> [DATA LISTING]
»»
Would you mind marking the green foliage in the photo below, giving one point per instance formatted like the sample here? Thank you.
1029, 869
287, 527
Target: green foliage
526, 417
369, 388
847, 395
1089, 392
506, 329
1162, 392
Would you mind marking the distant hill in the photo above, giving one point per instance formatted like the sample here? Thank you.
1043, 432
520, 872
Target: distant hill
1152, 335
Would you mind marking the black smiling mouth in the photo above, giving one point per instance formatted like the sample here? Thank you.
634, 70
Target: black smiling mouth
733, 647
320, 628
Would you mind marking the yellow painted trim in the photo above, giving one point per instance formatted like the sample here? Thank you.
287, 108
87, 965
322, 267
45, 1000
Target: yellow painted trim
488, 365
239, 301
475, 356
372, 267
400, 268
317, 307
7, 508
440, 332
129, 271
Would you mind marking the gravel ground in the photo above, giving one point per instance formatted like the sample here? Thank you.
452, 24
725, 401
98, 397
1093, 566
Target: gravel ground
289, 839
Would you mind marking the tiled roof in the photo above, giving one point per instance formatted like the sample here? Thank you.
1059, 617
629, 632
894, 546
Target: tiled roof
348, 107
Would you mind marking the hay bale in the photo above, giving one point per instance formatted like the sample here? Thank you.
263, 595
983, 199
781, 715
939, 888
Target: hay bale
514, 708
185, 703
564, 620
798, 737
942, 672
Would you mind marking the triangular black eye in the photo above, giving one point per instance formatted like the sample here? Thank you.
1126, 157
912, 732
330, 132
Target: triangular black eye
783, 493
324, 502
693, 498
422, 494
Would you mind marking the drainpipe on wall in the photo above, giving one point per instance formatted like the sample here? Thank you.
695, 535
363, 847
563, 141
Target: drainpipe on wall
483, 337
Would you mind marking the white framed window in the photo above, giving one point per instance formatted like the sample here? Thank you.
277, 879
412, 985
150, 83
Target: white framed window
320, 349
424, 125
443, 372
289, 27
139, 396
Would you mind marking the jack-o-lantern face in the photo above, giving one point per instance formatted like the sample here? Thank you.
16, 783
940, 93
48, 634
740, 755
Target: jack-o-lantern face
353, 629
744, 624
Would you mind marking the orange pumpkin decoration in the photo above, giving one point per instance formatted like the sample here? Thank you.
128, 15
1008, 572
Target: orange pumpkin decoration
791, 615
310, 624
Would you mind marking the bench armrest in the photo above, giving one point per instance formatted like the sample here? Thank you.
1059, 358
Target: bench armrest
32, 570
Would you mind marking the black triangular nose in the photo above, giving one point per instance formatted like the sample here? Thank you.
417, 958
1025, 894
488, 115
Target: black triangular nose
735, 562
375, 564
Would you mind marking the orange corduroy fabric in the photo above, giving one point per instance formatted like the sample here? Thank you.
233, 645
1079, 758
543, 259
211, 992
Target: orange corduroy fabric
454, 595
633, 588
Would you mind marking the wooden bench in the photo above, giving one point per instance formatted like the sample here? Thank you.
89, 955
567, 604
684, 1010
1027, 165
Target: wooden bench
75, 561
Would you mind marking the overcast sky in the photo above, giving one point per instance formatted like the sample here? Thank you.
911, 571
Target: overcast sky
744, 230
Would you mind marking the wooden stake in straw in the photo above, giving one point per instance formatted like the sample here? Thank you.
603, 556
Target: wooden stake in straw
««
> [OBJECTIVE] Repeat the preceding lines exactly, please, every one of them.

> [ANSWER TO THIS EXERCISE]
Would you mind marking the green foliage in the photo below, giving one point per instance formatted like the sample here? Thank you.
1029, 869
287, 527
Target: green foliage
526, 417
369, 388
847, 395
1089, 392
506, 329
1162, 392
Would you mind marking the distant hill in the photo above, giving one point per instance formatted like the sample here? Thank you.
1043, 432
520, 872
Target: distant hill
1152, 335
Would you mind marking the black smiling mouth in the photo above, giving one point per instance formatted like the sample here? Thank you.
634, 70
Target: black smiling mouth
733, 647
320, 628
Would you mind marking the yellow painted trim in the photo above, giving one point per instance formatted like the sample here? Thank you.
287, 108
87, 965
322, 267
45, 1000
Target: yellow painted trim
488, 365
239, 301
475, 356
372, 267
400, 268
317, 307
7, 508
440, 332
129, 271
Would you mind marking the gravel ground in the photo above, giving one point per instance formatted like the sample here? Thank you.
452, 24
725, 401
98, 397
1093, 566
Target: gravel ground
289, 839
Would you mind marking the tiled roof in the photo above, giving one point per instance formatted like the sample here? Thank you.
1059, 617
629, 632
894, 546
Target: tiled roof
348, 107
Would you mind marking the hay bale in the photo above, giving one point per instance formatted like the sample here? Thank you.
263, 595
983, 199
781, 715
939, 888
Target: hay bale
514, 708
185, 703
564, 620
798, 737
942, 672
Would you mind marking the triangular black eye in the photo above, giving one point per instance formatted like the sample here? Thank you.
1126, 157
912, 732
330, 132
Target: triangular black eye
783, 493
324, 502
693, 498
422, 494
Would you mind marking the drainpipe on wall in the photo above, giving one point per instance formatted like the sample here? Thank you.
695, 535
363, 847
563, 141
Target: drainpipe on wall
483, 337
Would you mind marking the white framed window in the photo above, giving one point per instance formatted like the sample here? Thank you.
277, 879
412, 985
150, 83
Target: white framed window
320, 349
424, 125
443, 372
289, 27
139, 396
Would you mind marking the jack-o-lantern face in the photo above, giving one point per instance formatted like the sample here? Thank you.
16, 783
940, 93
48, 634
740, 755
Target: jack-o-lantern face
353, 629
744, 624
Would you mind marking the orange pumpkin decoration in the photo above, giving one point per instance formatted like the sample here? Thank you.
128, 15
1008, 572
Target: orange pumpkin decoration
791, 615
310, 624
Would you mind marking the bench armrest in the photo above, giving one point per instance formatted like the sample here? Thank you.
1059, 358
Target: bench armrest
32, 570
Would you mind marking the black triangular nose in the photo above, giving one point per instance formatted like the sample here? Thank you.
417, 958
1025, 894
488, 115
Target: black triangular nose
735, 562
375, 564
Would you mind marking the orange corduroy fabric in the photo above, giving one point per instance formatted like the sample here? Thank you.
233, 645
1079, 758
543, 259
211, 992
Target: orange corduroy fabric
454, 595
633, 588
Would you mind marking the wooden bench in the photo above, giving one point per instance formatted like the sample here? Thank you.
89, 955
567, 604
684, 1010
1027, 165
Target: wooden bench
75, 561
Would you mind marking the overcast sky in the photo above, giving one point per instance formatted like the sample here? Thank you.
911, 571
Target: overcast sky
744, 230
Would you mind marking the wooden stake in straw in the photo above, giving one point per instance formatted like the sample here? Thank you.
603, 556
Target: wooden stake in straw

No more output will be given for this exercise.